-- Begin Record list --

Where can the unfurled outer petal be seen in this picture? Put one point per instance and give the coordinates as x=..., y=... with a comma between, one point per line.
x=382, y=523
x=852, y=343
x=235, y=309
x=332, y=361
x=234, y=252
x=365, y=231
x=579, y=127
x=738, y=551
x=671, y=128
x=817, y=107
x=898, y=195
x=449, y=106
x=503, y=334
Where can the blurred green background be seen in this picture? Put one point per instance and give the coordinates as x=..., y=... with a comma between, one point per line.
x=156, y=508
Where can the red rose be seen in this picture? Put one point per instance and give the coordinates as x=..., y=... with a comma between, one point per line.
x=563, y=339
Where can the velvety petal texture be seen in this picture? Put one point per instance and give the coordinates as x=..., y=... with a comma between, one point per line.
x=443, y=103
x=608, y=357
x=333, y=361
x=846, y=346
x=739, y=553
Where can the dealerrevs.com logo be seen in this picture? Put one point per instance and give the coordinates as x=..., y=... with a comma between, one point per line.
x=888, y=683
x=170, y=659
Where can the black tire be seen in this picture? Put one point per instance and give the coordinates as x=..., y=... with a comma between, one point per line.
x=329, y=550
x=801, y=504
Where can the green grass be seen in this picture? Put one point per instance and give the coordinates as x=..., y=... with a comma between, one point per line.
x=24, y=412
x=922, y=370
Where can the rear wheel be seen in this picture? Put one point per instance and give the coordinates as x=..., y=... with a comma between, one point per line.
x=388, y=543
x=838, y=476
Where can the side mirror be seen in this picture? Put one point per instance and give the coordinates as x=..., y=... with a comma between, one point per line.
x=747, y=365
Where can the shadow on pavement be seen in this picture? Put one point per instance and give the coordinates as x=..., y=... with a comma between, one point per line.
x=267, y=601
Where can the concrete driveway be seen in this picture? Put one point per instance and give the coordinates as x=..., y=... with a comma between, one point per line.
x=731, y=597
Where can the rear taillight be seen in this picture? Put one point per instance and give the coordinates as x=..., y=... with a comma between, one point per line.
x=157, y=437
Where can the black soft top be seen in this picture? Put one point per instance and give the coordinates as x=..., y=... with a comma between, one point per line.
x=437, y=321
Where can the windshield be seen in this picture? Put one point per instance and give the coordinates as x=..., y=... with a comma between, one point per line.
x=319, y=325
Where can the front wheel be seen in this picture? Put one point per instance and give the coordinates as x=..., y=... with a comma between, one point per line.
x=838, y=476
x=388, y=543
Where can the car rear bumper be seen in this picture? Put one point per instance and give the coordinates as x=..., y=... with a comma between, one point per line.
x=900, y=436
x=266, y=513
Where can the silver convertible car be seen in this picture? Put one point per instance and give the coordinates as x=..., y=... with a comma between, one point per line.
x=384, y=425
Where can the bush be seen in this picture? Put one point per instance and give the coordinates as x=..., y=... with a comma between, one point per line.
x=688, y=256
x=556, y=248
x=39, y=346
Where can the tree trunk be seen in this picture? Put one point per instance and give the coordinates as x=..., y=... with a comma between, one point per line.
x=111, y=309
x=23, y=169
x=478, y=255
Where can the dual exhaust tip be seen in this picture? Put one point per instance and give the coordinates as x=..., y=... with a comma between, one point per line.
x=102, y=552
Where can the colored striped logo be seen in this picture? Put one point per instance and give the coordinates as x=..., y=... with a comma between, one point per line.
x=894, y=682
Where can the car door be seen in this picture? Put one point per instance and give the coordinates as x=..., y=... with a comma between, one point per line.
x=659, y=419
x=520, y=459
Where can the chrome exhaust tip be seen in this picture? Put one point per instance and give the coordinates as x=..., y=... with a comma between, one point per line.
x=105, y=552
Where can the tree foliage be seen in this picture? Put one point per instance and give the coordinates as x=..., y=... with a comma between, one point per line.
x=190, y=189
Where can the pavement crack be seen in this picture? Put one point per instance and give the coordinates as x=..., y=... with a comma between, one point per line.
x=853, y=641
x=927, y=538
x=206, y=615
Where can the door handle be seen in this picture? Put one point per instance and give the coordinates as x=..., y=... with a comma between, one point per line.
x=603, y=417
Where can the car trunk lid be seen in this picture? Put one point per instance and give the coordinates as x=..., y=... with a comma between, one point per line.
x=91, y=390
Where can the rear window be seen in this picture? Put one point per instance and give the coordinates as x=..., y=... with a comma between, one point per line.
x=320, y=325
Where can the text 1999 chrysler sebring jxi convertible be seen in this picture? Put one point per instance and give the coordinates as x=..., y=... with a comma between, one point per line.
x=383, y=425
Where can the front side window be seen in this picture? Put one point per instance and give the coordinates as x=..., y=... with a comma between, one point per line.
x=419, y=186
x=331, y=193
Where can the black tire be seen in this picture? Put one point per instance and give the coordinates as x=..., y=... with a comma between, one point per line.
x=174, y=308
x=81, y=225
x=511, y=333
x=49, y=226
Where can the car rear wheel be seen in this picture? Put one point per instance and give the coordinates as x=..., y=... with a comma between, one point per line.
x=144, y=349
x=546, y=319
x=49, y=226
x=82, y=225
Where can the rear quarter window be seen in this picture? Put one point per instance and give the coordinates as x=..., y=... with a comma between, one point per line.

-- End Record list --

Render every one of the lines above as a Markdown table with two columns, Row and Line, numbering each row and leaving out any blank lines.

| Row | Line |
|---|---|
| 1 | Where can the unfurled outer petal be seen in this picture? Put one point per instance and give the coordinates as x=..., y=... with a comma between, one point per line. |
| 2 | x=382, y=523 |
| 3 | x=852, y=343 |
| 4 | x=235, y=309 |
| 5 | x=332, y=361 |
| 6 | x=234, y=252 |
| 7 | x=365, y=231 |
| 8 | x=579, y=127 |
| 9 | x=738, y=551 |
| 10 | x=671, y=128 |
| 11 | x=817, y=107 |
| 12 | x=898, y=195 |
| 13 | x=449, y=106 |
| 14 | x=503, y=334 |
| 15 | Where can the blurred green background be seen in this picture? Put one point per instance and give the coordinates as x=..., y=... with a comma between, one point per line. |
| 16 | x=156, y=508 |
| 17 | Where can the red rose be seen in this picture? Put one point per instance and give the coordinates as x=..., y=... with a comma between, one point per line. |
| 18 | x=563, y=339 |
| 19 | Where can the velvety petal texture be seen in this picture? Put one point per instance and give the coordinates as x=..., y=... with a comma between, one point per line. |
| 20 | x=443, y=103 |
| 21 | x=608, y=357 |
| 22 | x=333, y=361 |
| 23 | x=846, y=346 |
| 24 | x=739, y=553 |
| 25 | Where can the dealerrevs.com logo be seen in this picture? Put one point per instance and give the coordinates as x=..., y=... with a comma between, one point per line. |
| 26 | x=888, y=683 |
| 27 | x=170, y=659 |
| 28 | Where can the black tire be seen in this picture? Put one point per instance and give the coordinates as x=..., y=... with a comma between, one point per line. |
| 29 | x=329, y=550 |
| 30 | x=801, y=504 |
| 31 | Where can the green grass be seen in this picture? Put one point per instance and give the coordinates as x=..., y=... with a comma between, one point per line. |
| 32 | x=24, y=412 |
| 33 | x=922, y=370 |
| 34 | Where can the rear wheel be seen in this picture? Put one point per instance and give the coordinates as x=..., y=... with a comma between, one point per line. |
| 35 | x=388, y=543 |
| 36 | x=838, y=476 |
| 37 | Where can the side mirror be seen in this picture? Put one point per instance and give the coordinates as x=..., y=... with a comma between, one point per line. |
| 38 | x=747, y=365 |
| 39 | Where can the shadow on pavement be seen in this picture? Put one point per instance and give the coordinates as x=..., y=... with a comma between, one point per line. |
| 40 | x=267, y=601 |
| 41 | Where can the concrete driveway be seen in this picture? Put one point per instance and give the coordinates as x=..., y=... with a comma between, one point per line. |
| 42 | x=731, y=597 |
| 43 | Where can the rear taillight be seen in this picture? Put one point per instance and give the coordinates as x=..., y=... with a comma between, one point per line. |
| 44 | x=157, y=437 |
| 45 | Where can the black soft top be seen in this picture? Put one point per instance and give the coordinates as x=..., y=... with a comma between, one point per line. |
| 46 | x=437, y=321 |
| 47 | Where can the windshield be seen in this picture? Put one point per instance and give the coordinates as x=..., y=... with a comma between, one point per line. |
| 48 | x=319, y=325 |
| 49 | Where can the front wheel be seen in this picture? Put one point per instance and give the coordinates as x=..., y=... with a comma between, one point per line. |
| 50 | x=838, y=476 |
| 51 | x=388, y=543 |
| 52 | Where can the car rear bumper be seen in this picture? Put one point per instance and give the coordinates as x=..., y=... with a comma between, one point per line. |
| 53 | x=900, y=436 |
| 54 | x=266, y=513 |
| 55 | Where can the silver convertible car be seen in this picture? Put one point per instance and give the coordinates as x=..., y=... with a comma between, one point per line. |
| 56 | x=384, y=425 |
| 57 | Where can the bush be seen in this picture? Put one point per instance and give the coordinates as x=..., y=... with a comma between, one point per line. |
| 58 | x=688, y=256 |
| 59 | x=556, y=248 |
| 60 | x=39, y=346 |
| 61 | Where can the tree trunk be seen in this picture? Put one point per instance and give the coordinates as x=..., y=... with a comma between, one point per line. |
| 62 | x=111, y=309 |
| 63 | x=23, y=169 |
| 64 | x=478, y=255 |
| 65 | Where can the dual exhaust tip be seen in this picture? Put one point per instance and give the coordinates as x=..., y=... with a comma between, one point per line. |
| 66 | x=102, y=552 |
| 67 | Where can the colored striped logo be seen in this picture? Put one point per instance and give the coordinates as x=..., y=... with a comma between, one point per line. |
| 68 | x=894, y=682 |
| 69 | Where can the car door be seen in this picture? Put one point per instance and give the coordinates as x=..., y=... with a comma between, one point per line. |
| 70 | x=659, y=419 |
| 71 | x=520, y=459 |
| 72 | Where can the chrome exhaust tip be seen in this picture? Put one point per instance and give the coordinates as x=..., y=... with a comma between, one point per line. |
| 73 | x=105, y=552 |
| 74 | Where can the tree foliage be seen in this picture? Put one point per instance and give the coordinates as x=..., y=... with a comma between, one point per line. |
| 75 | x=190, y=189 |
| 76 | Where can the pavement crack be seen in this picture? Put one point per instance and give the coordinates as x=..., y=... with a comma between, one point per line. |
| 77 | x=853, y=641 |
| 78 | x=927, y=538 |
| 79 | x=206, y=615 |
| 80 | Where can the door handle be seen in this picture? Put one point per instance and give the coordinates as x=..., y=... with a comma between, one point per line. |
| 81 | x=603, y=417 |
| 82 | Where can the car trunk lid be seen in this picture? Put one point per instance and give the coordinates as x=..., y=... with a comma between, one point per line. |
| 83 | x=91, y=390 |
| 84 | Where can the rear window be seen in this picture? Put one point per instance and give the coordinates as x=..., y=... with a comma between, one point per line. |
| 85 | x=320, y=325 |
| 86 | Where can the text 1999 chrysler sebring jxi convertible be seen in this picture? Put one point per instance and give the coordinates as x=..., y=... with a comma between, one point per line. |
| 87 | x=383, y=425 |
| 88 | Where can the front side window be seen in this picture? Put one point per instance and give the coordinates as x=..., y=... with a comma between, one point per line. |
| 89 | x=419, y=186 |
| 90 | x=331, y=193 |
| 91 | Where can the black tire be seen in this picture? Put one point per instance and give the coordinates as x=..., y=... with a comma between, one point per line. |
| 92 | x=174, y=308 |
| 93 | x=81, y=225 |
| 94 | x=511, y=333 |
| 95 | x=49, y=226 |
| 96 | Where can the car rear wheel be seen in this picture? Put one point per instance and give the coordinates as x=..., y=... with a comma between, one point per line. |
| 97 | x=144, y=349 |
| 98 | x=546, y=319 |
| 99 | x=49, y=226 |
| 100 | x=82, y=225 |
| 101 | Where can the rear quarter window be seen in this picture? Put one point per instance and give the coordinates as x=..., y=... with a comma between, one point per line. |